- _Given text_:
= = = = =
Points in space

Question

Let $P =\left \{ A_{1}, A_{2} \cdots A_{n} : A \in \mathbb{R}^{3}\right \}$ (where $A_{0}=A_n, A_{1}=A_{n+1})$. By middling of a point $A_{i+1}$ we mean setting it's value to a rectangular projection of that point on the line $A_iA_{i+2}$. We middle every point of $P$ and start the process again ... ad infinitum. Decide whether all points of $P$ will be collinear after a finite amount of steps.

I came with this myself, please be kind.

Answer 1

Convergence looks to be (it's not a mathematical proof!)

• towards a point when points $A_i$ are smoothly spaced (i.e. with distances $A_kA_{k+1}$ of the same order of magnitude (Fig. 1).

• towards a line, indeed, as you have assumed it, when there is large gap between two points. (Fig. 2).

Fig. 1: Viviani's curve, in black (intersection of a sphere and a certain cylinder) shrinks into almost a dot after 300 iterations, with graduated colors, the last ones being more reddish. Only one out of ten of these curves have been plotted.
= = = = =
(Part of a data file)

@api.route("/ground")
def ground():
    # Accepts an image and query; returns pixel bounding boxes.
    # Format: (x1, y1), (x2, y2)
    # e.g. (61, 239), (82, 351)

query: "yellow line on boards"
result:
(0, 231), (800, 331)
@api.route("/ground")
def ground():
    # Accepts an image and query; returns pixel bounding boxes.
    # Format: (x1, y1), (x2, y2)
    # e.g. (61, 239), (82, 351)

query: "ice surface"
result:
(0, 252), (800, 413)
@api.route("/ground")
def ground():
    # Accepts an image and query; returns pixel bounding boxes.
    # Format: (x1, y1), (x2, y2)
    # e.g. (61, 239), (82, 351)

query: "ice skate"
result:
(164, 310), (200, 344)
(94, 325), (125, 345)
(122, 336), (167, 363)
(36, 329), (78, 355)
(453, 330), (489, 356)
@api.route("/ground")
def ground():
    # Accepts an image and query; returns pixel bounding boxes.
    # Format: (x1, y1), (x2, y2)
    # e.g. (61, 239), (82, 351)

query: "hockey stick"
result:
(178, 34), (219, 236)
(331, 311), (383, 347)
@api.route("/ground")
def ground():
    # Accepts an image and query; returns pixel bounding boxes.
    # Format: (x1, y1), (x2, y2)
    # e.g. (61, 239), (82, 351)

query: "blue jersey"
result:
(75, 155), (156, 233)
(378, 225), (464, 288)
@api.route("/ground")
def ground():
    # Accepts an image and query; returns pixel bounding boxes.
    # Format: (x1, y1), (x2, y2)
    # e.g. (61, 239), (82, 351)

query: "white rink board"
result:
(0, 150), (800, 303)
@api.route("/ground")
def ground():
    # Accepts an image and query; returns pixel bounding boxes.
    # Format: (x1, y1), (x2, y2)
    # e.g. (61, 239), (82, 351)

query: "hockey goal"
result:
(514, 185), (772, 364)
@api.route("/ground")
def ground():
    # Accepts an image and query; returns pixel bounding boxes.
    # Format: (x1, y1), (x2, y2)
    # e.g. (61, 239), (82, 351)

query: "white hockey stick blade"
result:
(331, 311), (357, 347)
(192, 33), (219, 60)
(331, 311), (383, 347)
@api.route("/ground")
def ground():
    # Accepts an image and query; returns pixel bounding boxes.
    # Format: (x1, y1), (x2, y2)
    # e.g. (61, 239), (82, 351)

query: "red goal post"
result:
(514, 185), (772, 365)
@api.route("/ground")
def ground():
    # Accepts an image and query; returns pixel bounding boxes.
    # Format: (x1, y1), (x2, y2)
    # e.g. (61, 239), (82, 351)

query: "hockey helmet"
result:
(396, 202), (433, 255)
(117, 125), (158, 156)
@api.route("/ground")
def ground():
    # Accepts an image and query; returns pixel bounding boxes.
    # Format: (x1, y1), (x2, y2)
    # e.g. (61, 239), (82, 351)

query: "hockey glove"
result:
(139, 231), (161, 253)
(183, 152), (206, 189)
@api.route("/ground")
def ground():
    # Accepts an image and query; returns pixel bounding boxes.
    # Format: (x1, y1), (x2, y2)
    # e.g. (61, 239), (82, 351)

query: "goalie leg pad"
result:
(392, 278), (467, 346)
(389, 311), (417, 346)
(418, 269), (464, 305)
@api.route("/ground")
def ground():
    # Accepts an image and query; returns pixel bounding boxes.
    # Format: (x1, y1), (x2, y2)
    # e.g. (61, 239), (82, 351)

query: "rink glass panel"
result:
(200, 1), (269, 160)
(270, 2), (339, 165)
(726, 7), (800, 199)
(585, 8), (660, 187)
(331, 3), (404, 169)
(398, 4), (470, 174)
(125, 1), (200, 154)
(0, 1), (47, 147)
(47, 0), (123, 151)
= = = = =
- _Problems to work on_:
A. In the thread on points in space, restate the paragraph beginning "Fig. 1: Viviani's curve" as a short list, keeping its main facts.
B. Carry the thread on points in space forward from its last sentence.
The items play no part in this work.

- _Replies_:
A.
- Viviani's curve, the intersection of a sphere and a certain cylinder, is drawn in black.
- After 300 iterations it shrinks into almost a dot.
- The curves are shown in graduated colors, with the last ones more reddish.
- Only one in ten of the curves is plotted.

B.
Fig; 2: The case of a helix with three periods (in black, with connected endpoints). Here, after 500 steps, this still intermediate stage (in red) in the form of a bow with its string displays a trend to a limit which would be approximately the line segment connecting the initial endpoints.

Matlab program:

clear all;close all;hold on;axis equal;
% t=0:pi/20:6*pi;A=[cos(t);sin(t);t]; % helix
t=-2*pi:pi/20:2*pi; A=[1+cos(t);sin(t);2*sin(t/2)]; % Viviani's curve
n=size(A,2);
pf=300; % number of steps
A=[A,A(:,1:2)]; % enables cyclicity
plot3(A(1,:),A(2,:),A(3,:),'k','linewidth',2); % initial  "curve"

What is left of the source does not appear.